→ **EXERCISE**
Could you set down every line of the listing below exactly as it stands, leaving out the pictures?

Recorded data

/---

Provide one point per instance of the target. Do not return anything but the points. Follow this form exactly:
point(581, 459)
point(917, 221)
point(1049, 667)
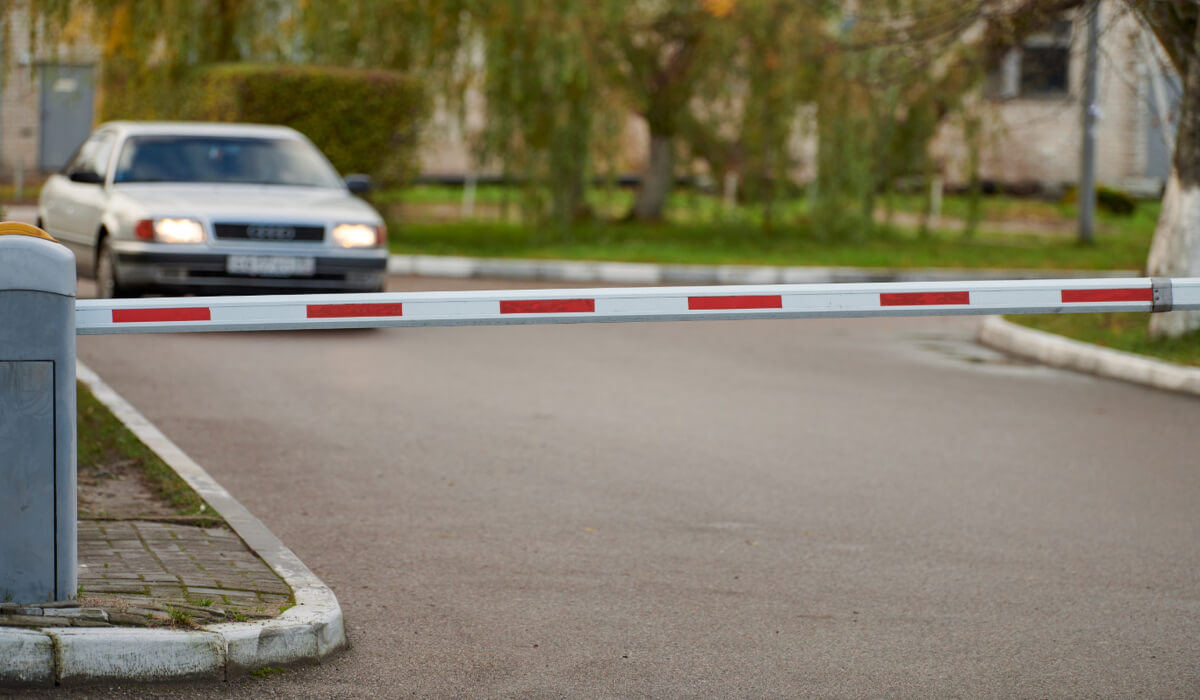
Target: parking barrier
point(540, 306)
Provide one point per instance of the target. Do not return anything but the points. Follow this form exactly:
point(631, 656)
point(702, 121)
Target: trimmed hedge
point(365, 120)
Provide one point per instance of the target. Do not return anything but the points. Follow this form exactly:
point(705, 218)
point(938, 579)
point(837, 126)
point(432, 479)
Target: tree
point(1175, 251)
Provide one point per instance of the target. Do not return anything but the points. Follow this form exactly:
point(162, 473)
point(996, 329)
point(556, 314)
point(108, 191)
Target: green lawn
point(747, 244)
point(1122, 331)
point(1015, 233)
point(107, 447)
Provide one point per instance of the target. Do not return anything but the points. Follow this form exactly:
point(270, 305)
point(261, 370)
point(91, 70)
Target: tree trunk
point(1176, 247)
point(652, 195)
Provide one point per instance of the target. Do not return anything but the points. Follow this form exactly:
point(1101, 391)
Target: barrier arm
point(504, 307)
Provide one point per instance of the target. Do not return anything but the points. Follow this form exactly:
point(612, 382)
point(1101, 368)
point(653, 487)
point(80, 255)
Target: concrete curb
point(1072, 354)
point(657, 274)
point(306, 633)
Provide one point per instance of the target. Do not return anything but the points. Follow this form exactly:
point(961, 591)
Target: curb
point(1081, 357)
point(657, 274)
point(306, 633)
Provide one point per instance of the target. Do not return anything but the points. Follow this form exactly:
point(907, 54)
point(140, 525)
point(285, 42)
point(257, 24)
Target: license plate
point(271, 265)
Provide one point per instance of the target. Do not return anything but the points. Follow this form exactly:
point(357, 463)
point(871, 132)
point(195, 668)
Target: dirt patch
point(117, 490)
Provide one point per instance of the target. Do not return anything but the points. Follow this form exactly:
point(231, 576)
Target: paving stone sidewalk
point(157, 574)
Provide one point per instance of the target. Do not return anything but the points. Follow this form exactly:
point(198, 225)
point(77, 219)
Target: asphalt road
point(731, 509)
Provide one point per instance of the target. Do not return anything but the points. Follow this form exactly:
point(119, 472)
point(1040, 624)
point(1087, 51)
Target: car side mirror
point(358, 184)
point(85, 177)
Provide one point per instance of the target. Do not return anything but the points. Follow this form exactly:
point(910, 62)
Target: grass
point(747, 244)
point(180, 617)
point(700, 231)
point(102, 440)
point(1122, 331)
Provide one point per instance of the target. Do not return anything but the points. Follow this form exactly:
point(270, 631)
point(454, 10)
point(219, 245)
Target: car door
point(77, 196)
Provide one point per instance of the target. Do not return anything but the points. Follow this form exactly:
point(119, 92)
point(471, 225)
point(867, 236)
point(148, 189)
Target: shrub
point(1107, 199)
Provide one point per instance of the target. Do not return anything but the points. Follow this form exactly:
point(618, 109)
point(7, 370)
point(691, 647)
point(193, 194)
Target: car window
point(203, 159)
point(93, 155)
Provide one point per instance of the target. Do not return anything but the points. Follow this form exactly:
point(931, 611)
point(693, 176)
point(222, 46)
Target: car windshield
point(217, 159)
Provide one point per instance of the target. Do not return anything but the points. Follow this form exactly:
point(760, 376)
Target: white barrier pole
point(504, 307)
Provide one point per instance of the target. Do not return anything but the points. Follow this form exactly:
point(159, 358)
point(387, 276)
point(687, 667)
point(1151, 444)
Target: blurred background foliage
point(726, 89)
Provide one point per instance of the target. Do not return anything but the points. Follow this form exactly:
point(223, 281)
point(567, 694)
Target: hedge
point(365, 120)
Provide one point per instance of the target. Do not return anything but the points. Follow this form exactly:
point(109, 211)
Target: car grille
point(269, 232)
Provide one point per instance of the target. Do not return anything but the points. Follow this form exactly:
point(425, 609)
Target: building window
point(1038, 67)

\---

→ **EXPECTED OUTPUT**
Provide one point per instance of the target. Do not return anything but the points. Follow this form exactly:
point(581, 459)
point(917, 221)
point(1049, 667)
Target: parking barrier
point(540, 306)
Provide one point per instance of the target. Do not return anything but the points. Follow this form exactly:
point(631, 656)
point(702, 121)
Target: trimmed hedge
point(365, 120)
Provide one point per instance of the target. Do not return anything but the points. Follow this form exactly:
point(705, 218)
point(938, 579)
point(837, 126)
point(432, 479)
Target: tree
point(1175, 251)
Provide one point per instance of the target. Do not return anything but the points. Follow this form exactly:
point(162, 473)
point(996, 329)
point(556, 314)
point(108, 191)
Target: green lawn
point(747, 244)
point(1122, 331)
point(1015, 233)
point(107, 447)
Provide one point per instance of the target. Do not return anything but the points. Follow this form exactly:
point(270, 305)
point(261, 370)
point(91, 70)
Target: tree trunk
point(1176, 247)
point(652, 195)
Provide one point per instance of the target. Do not return anything but the points. Follow this form exactly:
point(1101, 391)
Target: barrier arm
point(504, 307)
Provide one point per instance of the target. Do not return anything but the points. Follow this form exactly:
point(612, 382)
point(1101, 368)
point(653, 487)
point(80, 255)
Target: concrete curb
point(1072, 354)
point(657, 274)
point(306, 633)
Provide one point per instance of the target. Do not return anything but the points. Follow this form exactly:
point(961, 591)
Target: curb
point(1081, 357)
point(657, 274)
point(306, 633)
Provide one point per instance of the target. Do not return anything but the points. Follow this form exactly:
point(907, 54)
point(140, 525)
point(285, 42)
point(257, 24)
Target: license plate
point(271, 265)
Provide one point per instance of the target. Do not return anything but the points. Follow this form exactly:
point(357, 463)
point(871, 132)
point(195, 668)
Target: dirt patch
point(117, 490)
Provide one point per instance of the target. Do not return anything but the points. Follow this form exactly:
point(231, 576)
Target: paving stone sidewalk
point(157, 574)
Provide one point per instance of the target. Do not return anything but the points. Follow this form exactly:
point(198, 225)
point(77, 219)
Target: asphalt road
point(731, 509)
Provide one point per instance of the target. Do not return anything but the points. Follow this form exactly:
point(119, 472)
point(1040, 624)
point(1087, 51)
Target: car side mirror
point(358, 184)
point(85, 177)
Provide one point per instance of the target. Do not return anything but the points. Follow this form exactly:
point(910, 62)
Target: grass
point(747, 244)
point(180, 617)
point(700, 231)
point(102, 440)
point(1122, 331)
Provide one point per instance of the target. Do not return anything but the points. Follow this form exactly:
point(270, 631)
point(454, 10)
point(219, 245)
Target: car door
point(77, 196)
Provide one point per instance of the target. Do not return anything but the points. Follow this form exactly:
point(119, 92)
point(471, 225)
point(867, 236)
point(148, 189)
Target: shrub
point(1107, 199)
Provide one point per instance of the target. Do not return anything but the points. Follow this form exactly:
point(618, 109)
point(7, 370)
point(691, 647)
point(193, 194)
Target: car window
point(203, 159)
point(93, 155)
Provide one point per instance of the target. Do not return anything but the points. Follow this form exactly:
point(931, 611)
point(693, 176)
point(222, 46)
Target: car windshield
point(217, 159)
Provide one point per instance of the target. Do not return anything but the points. Follow this form exactly:
point(760, 376)
Target: white barrier pole
point(504, 307)
Provide one point per instance of the target. Do not return anything but the points. Follow this form exactly:
point(159, 358)
point(387, 276)
point(687, 667)
point(1151, 444)
Target: blurred background foliage
point(726, 89)
Provide one point per instance of the target. Do not return anything but the points. Follow this form exactly:
point(223, 281)
point(567, 694)
Target: hedge
point(365, 120)
Provide one point per instance of the target. Do not return anything but the points. Follow this form exactly:
point(109, 211)
Target: car grille
point(269, 232)
Provide one point per instance of the target. Do not return anything but the points. Follow this form exactly:
point(425, 609)
Target: building window
point(1038, 67)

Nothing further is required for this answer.